EXERCISE PROMPT:
In the records that follow, find each line with "rough" and pull it out.

GIVEN DATA:
--- START ---
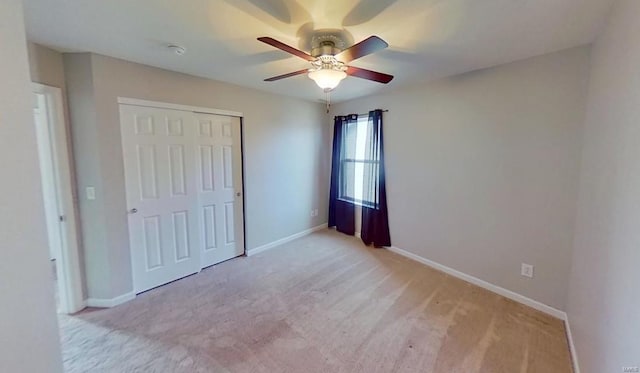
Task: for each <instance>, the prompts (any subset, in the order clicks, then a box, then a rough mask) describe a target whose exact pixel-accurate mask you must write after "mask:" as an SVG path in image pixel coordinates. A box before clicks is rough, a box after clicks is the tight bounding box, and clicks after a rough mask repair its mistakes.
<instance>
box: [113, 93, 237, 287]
mask: <svg viewBox="0 0 640 373" xmlns="http://www.w3.org/2000/svg"><path fill="white" fill-rule="evenodd" d="M120 117H121V118H120V120H121V129H122V144H123V152H124V153H123V155H124V166H125V178H126V192H127V206H128V209H129V210H128V216H129V235H130V245H131V260H132V267H133V268H132V269H133V280H134V290H135V292H136V293H140V292H143V291H145V290H149V289H151V288H154V287H157V286H160V285H163V284H165V283H168V282H171V281H174V280H177V279H179V278H182V277H185V276H188V275H190V274H193V273H196V272H198V271H199V270H200V269H202V268H204V267H207V266H210V265H212V264H215V263H219V262H221V261H223V260H227V259H230V258H233V257H236V256H239V255H242V254H243V253H244V228H243V213H242V211H243V206H242V154H241V146H240V119H239V118H237V117H230V116H222V115H213V114H200V113H198V114H196V113H194V112H192V111H187V110H177V109H169V108H157V107H150V106H138V105H128V104H121V105H120Z"/></svg>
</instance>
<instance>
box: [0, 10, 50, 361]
mask: <svg viewBox="0 0 640 373" xmlns="http://www.w3.org/2000/svg"><path fill="white" fill-rule="evenodd" d="M22 15H23V12H22V5H21V1H19V0H3V1H1V2H0V45H2V50H3V52H7V53H5V54H3V57H2V58H1V59H0V81H1V82H2V86H1V87H0V169H1V170H2V174H3V178H2V182H1V183H0V251H1V252H2V254H3V256H4V258H3V260H1V261H0V297H1V299H2V306H1V307H0V371H1V372H34V373H45V372H62V360H61V358H60V345H59V341H58V331H57V321H56V316H55V305H54V300H53V280H52V276H51V267H50V264H49V260H48V259H49V258H48V256H49V255H48V249H47V244H46V234H45V222H44V207H43V201H42V191H41V186H40V185H41V184H40V170H39V166H38V153H37V152H38V149H37V146H36V134H35V126H34V122H33V112H32V104H33V100H32V95H31V93H30V92H31V87H30V85H29V84H30V83H29V81H30V79H29V71H28V66H29V63H28V60H27V48H26V40H25V31H24V23H23V17H22Z"/></svg>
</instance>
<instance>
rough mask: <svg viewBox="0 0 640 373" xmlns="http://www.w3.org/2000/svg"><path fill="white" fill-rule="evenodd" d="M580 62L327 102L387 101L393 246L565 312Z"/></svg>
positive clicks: (477, 74)
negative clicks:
--- END ---
SOLUTION TO THE EXERCISE:
Task: for each <instance>, the prompts (any subset, in the order clicks, then a box, then a rough mask) describe a target whose exact pixel-accurate mask you must write after "mask:" as an SVG path in image pixel coordinates. A box before clicks is rough, a box after clicks is the tight bounding box, and clicks after a rough mask repair its mistakes.
rough mask: <svg viewBox="0 0 640 373" xmlns="http://www.w3.org/2000/svg"><path fill="white" fill-rule="evenodd" d="M580 62L327 102L387 101L393 246L565 312Z"/></svg>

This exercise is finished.